Job
Lay out every line of the entries below as a numbered list, one line per item, with blank lines omitted. Leave the pictures out of the list.

Entries shown

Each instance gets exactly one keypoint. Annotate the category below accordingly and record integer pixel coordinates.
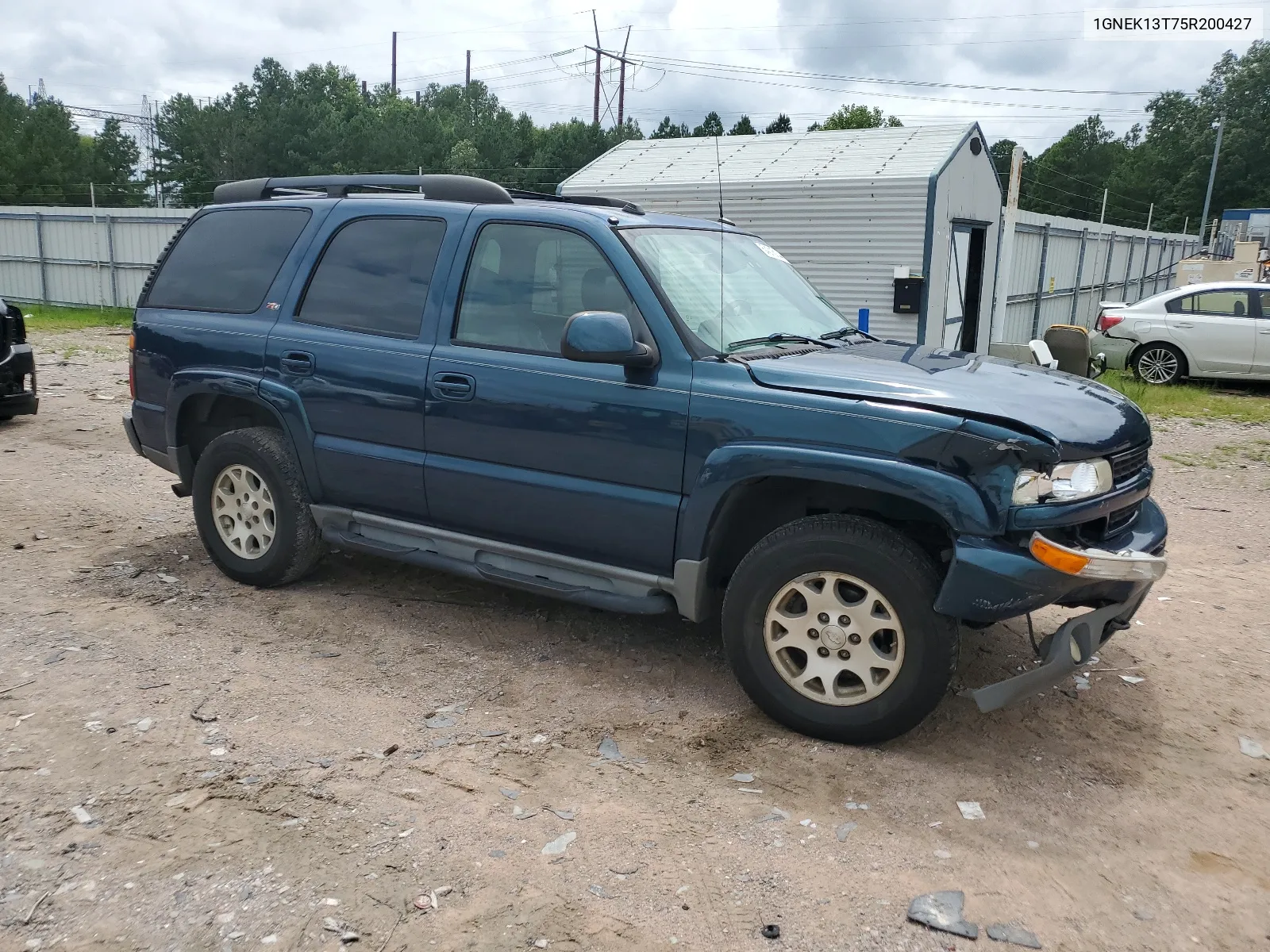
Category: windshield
(729, 287)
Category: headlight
(1064, 482)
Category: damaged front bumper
(1064, 651)
(994, 579)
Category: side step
(501, 562)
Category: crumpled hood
(1085, 416)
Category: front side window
(526, 281)
(1219, 304)
(374, 277)
(226, 260)
(729, 287)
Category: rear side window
(374, 277)
(228, 259)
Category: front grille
(1130, 463)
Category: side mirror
(605, 336)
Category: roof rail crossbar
(578, 200)
(442, 188)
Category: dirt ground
(1123, 816)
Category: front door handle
(298, 362)
(454, 386)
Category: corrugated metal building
(848, 209)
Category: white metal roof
(793, 156)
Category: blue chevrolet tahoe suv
(634, 412)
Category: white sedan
(1218, 329)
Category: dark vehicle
(635, 412)
(17, 366)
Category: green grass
(52, 317)
(1194, 401)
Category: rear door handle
(298, 362)
(454, 386)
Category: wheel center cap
(833, 636)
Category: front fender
(956, 501)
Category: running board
(501, 562)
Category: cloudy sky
(1022, 69)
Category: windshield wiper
(779, 338)
(842, 333)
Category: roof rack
(442, 188)
(578, 200)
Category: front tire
(1159, 363)
(252, 508)
(829, 628)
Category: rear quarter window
(226, 260)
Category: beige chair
(1070, 346)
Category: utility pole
(622, 83)
(1212, 177)
(596, 108)
(1007, 243)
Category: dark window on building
(374, 277)
(526, 281)
(228, 259)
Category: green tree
(710, 126)
(856, 117)
(668, 130)
(781, 124)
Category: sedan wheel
(1159, 363)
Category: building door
(964, 287)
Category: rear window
(374, 277)
(226, 260)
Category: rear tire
(886, 666)
(1159, 363)
(252, 508)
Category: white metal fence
(1060, 268)
(80, 257)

Exercise response
1. Each instance gets exactly one keypoint. Annotate the category below accordingly and record integer pixel coordinates.
2. Category: windshield
3. (729, 287)
4. Category: headlight
5. (1064, 482)
6. Category: damaged front bumper
7. (1064, 651)
8. (994, 579)
9. Category: side step
10. (501, 562)
11. Category: crumpled hood
12. (1085, 416)
13. Category: front side window
14. (526, 281)
15. (1219, 304)
16. (374, 277)
17. (226, 260)
18. (729, 287)
19. Category: rear side window
20. (374, 277)
21. (228, 259)
22. Category: front grille
23. (1130, 463)
24. Category: side mirror
25. (605, 336)
26. Category: roof rail crossbar
27. (578, 200)
28. (442, 188)
29. Category: dirt ground
30. (1123, 816)
31. Category: front door handle
32. (298, 362)
33. (454, 386)
34. Category: corrugated metal building
35. (848, 209)
36. Category: white metal roof
37. (793, 156)
38. Category: blue chevrolet tahoe suv
39. (634, 412)
40. Category: white sedan
41. (1218, 329)
42. Category: dark vehicle
43. (635, 412)
44. (17, 366)
45. Category: green grass
46. (52, 317)
47. (1194, 401)
48. Category: rear door handle
49. (298, 362)
50. (454, 386)
51. Category: wheel center cap
52. (833, 636)
53. Category: front fender
54. (956, 501)
55. Category: running board
56. (501, 562)
57. Category: cloudy sky
58. (1022, 69)
59. Category: windshield wiper
60. (779, 338)
61. (842, 333)
62. Category: roof rack
63. (442, 188)
64. (578, 200)
65. Category: front tire
66. (1159, 363)
67. (252, 508)
68. (829, 628)
69. Category: rear quarter window
70. (226, 260)
71. Category: beige chair
72. (1070, 346)
73. Category: utility pole
74. (622, 83)
75. (1212, 177)
76. (596, 108)
77. (1007, 243)
78. Category: dark window on building
79. (374, 277)
80. (526, 281)
81. (228, 259)
82. Category: green tree
83. (710, 126)
84. (856, 117)
85. (668, 130)
86. (781, 124)
87. Category: sedan wheel
88. (1159, 363)
89. Category: building door
90. (964, 287)
91. Category: rear window
92. (374, 277)
93. (226, 260)
94. Category: rear tire
95. (886, 666)
96. (1159, 363)
97. (252, 508)
98. Category: white metal fence
99. (1060, 268)
100. (80, 257)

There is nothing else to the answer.